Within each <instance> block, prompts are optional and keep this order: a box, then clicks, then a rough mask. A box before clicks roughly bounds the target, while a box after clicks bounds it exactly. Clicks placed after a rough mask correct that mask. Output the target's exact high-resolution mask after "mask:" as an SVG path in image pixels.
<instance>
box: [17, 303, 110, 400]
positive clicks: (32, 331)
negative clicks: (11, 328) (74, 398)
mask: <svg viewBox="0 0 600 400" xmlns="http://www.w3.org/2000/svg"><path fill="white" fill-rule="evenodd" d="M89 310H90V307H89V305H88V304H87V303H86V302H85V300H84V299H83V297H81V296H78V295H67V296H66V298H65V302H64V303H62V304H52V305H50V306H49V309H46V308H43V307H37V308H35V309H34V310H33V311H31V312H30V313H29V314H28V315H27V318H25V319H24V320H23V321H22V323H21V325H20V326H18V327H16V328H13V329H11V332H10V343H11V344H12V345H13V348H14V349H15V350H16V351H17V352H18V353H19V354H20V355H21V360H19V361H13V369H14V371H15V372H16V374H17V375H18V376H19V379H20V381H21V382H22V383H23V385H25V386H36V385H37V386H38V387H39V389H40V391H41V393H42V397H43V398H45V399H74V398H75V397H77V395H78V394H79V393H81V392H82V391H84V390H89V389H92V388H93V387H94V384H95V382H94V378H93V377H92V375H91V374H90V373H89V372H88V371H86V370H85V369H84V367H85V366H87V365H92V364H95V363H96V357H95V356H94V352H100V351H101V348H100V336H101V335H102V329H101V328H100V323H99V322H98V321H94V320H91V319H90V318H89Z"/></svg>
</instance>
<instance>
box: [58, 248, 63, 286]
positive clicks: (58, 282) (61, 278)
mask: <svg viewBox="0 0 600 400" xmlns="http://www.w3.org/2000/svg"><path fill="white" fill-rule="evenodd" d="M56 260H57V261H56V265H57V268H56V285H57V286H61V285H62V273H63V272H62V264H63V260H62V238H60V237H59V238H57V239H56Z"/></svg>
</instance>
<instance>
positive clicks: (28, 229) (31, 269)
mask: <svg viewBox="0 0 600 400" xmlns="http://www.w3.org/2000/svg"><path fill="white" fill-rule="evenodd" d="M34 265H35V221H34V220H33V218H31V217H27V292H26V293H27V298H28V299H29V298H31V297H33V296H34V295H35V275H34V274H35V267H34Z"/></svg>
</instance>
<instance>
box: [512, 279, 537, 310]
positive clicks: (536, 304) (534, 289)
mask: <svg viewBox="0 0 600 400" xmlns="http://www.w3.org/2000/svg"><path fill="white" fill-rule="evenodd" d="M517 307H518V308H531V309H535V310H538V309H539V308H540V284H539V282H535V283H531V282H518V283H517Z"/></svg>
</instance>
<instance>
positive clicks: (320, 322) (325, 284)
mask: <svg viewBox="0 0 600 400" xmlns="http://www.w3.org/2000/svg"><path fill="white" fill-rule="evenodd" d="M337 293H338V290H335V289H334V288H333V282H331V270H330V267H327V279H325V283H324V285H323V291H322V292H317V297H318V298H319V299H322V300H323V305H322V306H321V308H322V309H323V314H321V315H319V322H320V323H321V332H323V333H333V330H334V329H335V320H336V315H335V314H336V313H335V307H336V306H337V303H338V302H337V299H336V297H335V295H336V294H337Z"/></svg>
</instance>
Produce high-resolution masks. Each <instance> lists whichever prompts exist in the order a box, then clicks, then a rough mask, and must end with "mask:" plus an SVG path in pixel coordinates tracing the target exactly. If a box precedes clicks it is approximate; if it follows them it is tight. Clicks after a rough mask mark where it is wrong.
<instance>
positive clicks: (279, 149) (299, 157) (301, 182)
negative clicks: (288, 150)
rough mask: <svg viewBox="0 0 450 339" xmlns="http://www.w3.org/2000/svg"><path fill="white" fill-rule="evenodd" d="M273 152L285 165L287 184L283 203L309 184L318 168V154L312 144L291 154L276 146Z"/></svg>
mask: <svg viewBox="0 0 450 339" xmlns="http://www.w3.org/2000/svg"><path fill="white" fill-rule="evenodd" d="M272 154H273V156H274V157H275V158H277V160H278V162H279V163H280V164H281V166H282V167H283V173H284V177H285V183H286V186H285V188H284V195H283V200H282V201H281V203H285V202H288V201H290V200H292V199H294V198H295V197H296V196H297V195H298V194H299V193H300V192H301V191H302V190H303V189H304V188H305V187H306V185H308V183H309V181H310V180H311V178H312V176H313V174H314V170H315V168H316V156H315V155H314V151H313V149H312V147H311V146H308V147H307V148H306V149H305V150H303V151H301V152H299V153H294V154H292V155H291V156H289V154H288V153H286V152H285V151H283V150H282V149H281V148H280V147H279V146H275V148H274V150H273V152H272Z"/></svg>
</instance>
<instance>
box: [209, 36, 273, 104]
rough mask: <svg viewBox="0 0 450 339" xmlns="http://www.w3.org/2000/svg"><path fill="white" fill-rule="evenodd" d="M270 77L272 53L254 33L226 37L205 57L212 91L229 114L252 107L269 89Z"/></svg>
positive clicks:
━━━
### Activity
Everything in the listing needs to appear again exactly.

### Reply
Within each <instance> block, prompts are optional and keep this order: a box, then clicks, then a rough mask. A box before clicks roughly bounds the target, while a box after clicks bounds it exactly. Clicks placed after a rough mask correct that mask. Output the target's exact high-resolution mask after "mask:" as an SVG path in image pixels.
<instance>
box: [17, 303, 110, 400]
positive clicks: (32, 331)
negative clicks: (11, 328) (74, 398)
mask: <svg viewBox="0 0 600 400" xmlns="http://www.w3.org/2000/svg"><path fill="white" fill-rule="evenodd" d="M89 310H90V307H89V305H88V304H87V303H86V302H85V300H84V299H83V297H81V296H78V295H67V296H66V298H65V302H64V303H62V304H52V305H50V306H49V309H46V308H43V307H37V308H35V309H34V310H33V311H31V312H30V313H29V314H28V315H27V318H25V319H24V320H23V321H22V323H21V325H20V326H18V327H16V328H13V329H11V332H10V343H11V344H12V345H13V348H14V349H15V350H16V351H17V352H18V353H19V354H20V355H21V360H19V361H13V369H14V371H15V372H16V374H17V375H18V376H19V379H20V381H21V382H22V383H23V385H25V386H36V385H37V386H38V387H39V389H40V391H41V393H42V397H43V398H45V399H74V398H75V397H77V395H78V394H79V393H81V392H82V391H84V390H89V389H92V388H93V387H94V384H95V382H94V378H93V377H92V375H91V374H90V373H89V372H88V371H86V370H85V369H84V367H85V366H87V365H92V364H95V363H96V357H95V356H94V352H100V351H101V348H100V336H101V335H102V329H101V328H100V323H99V322H98V321H94V320H91V319H90V318H89Z"/></svg>
</instance>
<instance>
box: [58, 248, 63, 286]
positive clicks: (58, 282) (61, 278)
mask: <svg viewBox="0 0 600 400" xmlns="http://www.w3.org/2000/svg"><path fill="white" fill-rule="evenodd" d="M56 260H57V261H56V265H57V268H56V285H57V286H61V285H62V273H63V272H62V264H63V260H62V238H60V237H59V238H57V239H56Z"/></svg>
</instance>
<instance>
positive clicks: (28, 229) (31, 269)
mask: <svg viewBox="0 0 600 400" xmlns="http://www.w3.org/2000/svg"><path fill="white" fill-rule="evenodd" d="M34 265H35V221H34V220H33V218H31V217H27V292H26V293H27V298H28V299H29V298H31V297H33V296H34V295H35V275H34V274H35V267H34Z"/></svg>
</instance>
<instance>
box: [512, 279, 537, 310]
positive clicks: (536, 304) (534, 289)
mask: <svg viewBox="0 0 600 400" xmlns="http://www.w3.org/2000/svg"><path fill="white" fill-rule="evenodd" d="M517 307H518V308H531V309H535V310H538V309H539V308H540V284H539V282H535V283H531V282H518V283H517Z"/></svg>
</instance>
<instance>
positive clicks: (320, 322) (325, 284)
mask: <svg viewBox="0 0 600 400" xmlns="http://www.w3.org/2000/svg"><path fill="white" fill-rule="evenodd" d="M337 293H338V290H335V289H334V288H333V282H331V270H330V267H327V279H325V283H324V285H323V291H322V292H317V297H318V298H319V299H322V300H323V305H322V306H321V308H322V309H323V314H321V315H319V322H320V323H321V332H323V333H333V330H334V329H335V320H336V315H335V314H336V313H335V307H336V306H337V303H338V302H337V299H336V297H335V295H336V294H337Z"/></svg>
</instance>
Produce high-resolution masks. Each <instance> lists whichever prompts exist in the order a box, then clicks, then a rough mask, and must end with "mask:" plus an SVG path in pixel coordinates tracing the target exactly. If a box precedes clicks it is approximate; if it follows them it is tight. Clicks after a rough mask mark where it is wrong.
<instance>
positive clicks: (279, 149) (299, 157) (301, 182)
negative clicks: (288, 150)
rough mask: <svg viewBox="0 0 450 339" xmlns="http://www.w3.org/2000/svg"><path fill="white" fill-rule="evenodd" d="M273 152L285 165L287 184L283 203L309 184L318 168V154L312 144L291 154L276 146Z"/></svg>
mask: <svg viewBox="0 0 450 339" xmlns="http://www.w3.org/2000/svg"><path fill="white" fill-rule="evenodd" d="M272 154H273V156H274V157H275V158H277V160H278V162H279V163H280V164H281V166H282V167H283V173H284V177H285V183H286V186H285V188H284V195H283V200H282V201H281V203H285V202H288V201H290V200H292V199H294V198H295V197H296V196H297V195H298V194H299V193H300V192H301V191H302V190H303V189H304V188H305V187H306V185H308V183H309V181H310V180H311V178H312V176H313V174H314V170H315V168H316V156H315V155H314V151H313V149H312V147H311V146H308V147H307V148H306V149H305V150H303V151H301V152H299V153H294V154H292V155H291V156H289V154H288V153H286V152H285V151H283V150H282V149H281V148H280V147H279V146H275V148H274V150H273V152H272Z"/></svg>
</instance>
<instance>
box: [209, 36, 273, 104]
rough mask: <svg viewBox="0 0 450 339" xmlns="http://www.w3.org/2000/svg"><path fill="white" fill-rule="evenodd" d="M270 77L272 53L254 33L226 37L205 57L212 91L229 114L252 107L269 89Z"/></svg>
positive clicks:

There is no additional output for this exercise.